> _BRIEF_: From the material below, extract each line that contains the word "query".

> _RECORD LIST_:
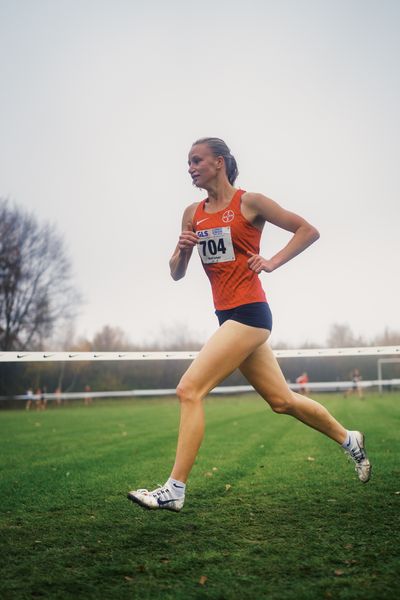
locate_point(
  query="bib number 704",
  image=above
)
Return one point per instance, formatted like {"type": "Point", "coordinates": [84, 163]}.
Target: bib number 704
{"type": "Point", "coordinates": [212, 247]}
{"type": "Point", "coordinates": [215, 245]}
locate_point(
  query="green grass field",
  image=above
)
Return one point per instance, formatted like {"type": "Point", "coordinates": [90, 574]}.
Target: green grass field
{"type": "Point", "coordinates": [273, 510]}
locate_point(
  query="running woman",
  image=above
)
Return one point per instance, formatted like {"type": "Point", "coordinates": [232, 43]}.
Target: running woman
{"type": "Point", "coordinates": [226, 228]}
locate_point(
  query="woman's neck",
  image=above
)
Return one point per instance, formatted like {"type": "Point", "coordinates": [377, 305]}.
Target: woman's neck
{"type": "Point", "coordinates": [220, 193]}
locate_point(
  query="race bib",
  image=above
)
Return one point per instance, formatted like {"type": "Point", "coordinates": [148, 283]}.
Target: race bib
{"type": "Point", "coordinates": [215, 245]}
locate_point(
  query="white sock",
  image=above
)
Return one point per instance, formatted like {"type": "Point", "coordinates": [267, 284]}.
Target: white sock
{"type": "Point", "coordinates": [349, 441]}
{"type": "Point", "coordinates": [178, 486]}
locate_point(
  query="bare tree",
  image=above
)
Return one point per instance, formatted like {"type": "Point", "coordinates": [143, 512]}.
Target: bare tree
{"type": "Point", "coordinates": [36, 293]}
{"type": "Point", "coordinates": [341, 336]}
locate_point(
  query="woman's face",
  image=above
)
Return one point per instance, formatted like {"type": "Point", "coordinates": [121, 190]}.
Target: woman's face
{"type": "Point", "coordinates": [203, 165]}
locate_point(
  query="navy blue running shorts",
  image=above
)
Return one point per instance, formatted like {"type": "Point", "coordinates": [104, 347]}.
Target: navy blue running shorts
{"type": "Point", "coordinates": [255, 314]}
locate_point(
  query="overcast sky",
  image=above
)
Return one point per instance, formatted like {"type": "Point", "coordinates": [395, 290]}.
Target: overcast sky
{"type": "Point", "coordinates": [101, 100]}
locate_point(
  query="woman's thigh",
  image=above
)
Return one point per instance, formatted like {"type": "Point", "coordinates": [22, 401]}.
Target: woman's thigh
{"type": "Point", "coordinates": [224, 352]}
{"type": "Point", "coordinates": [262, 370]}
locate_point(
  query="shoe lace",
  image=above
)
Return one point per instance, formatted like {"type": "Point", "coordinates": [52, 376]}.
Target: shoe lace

> _CORRECT OUTPUT_:
  query="bib number 704",
  query="green grass field",
  query="running woman",
  query="woman's neck",
  query="race bib",
  query="white sock",
  query="bare tree",
  query="woman's face",
  query="navy blue running shorts",
  query="overcast sky",
  query="woman's thigh",
  query="shoe lace",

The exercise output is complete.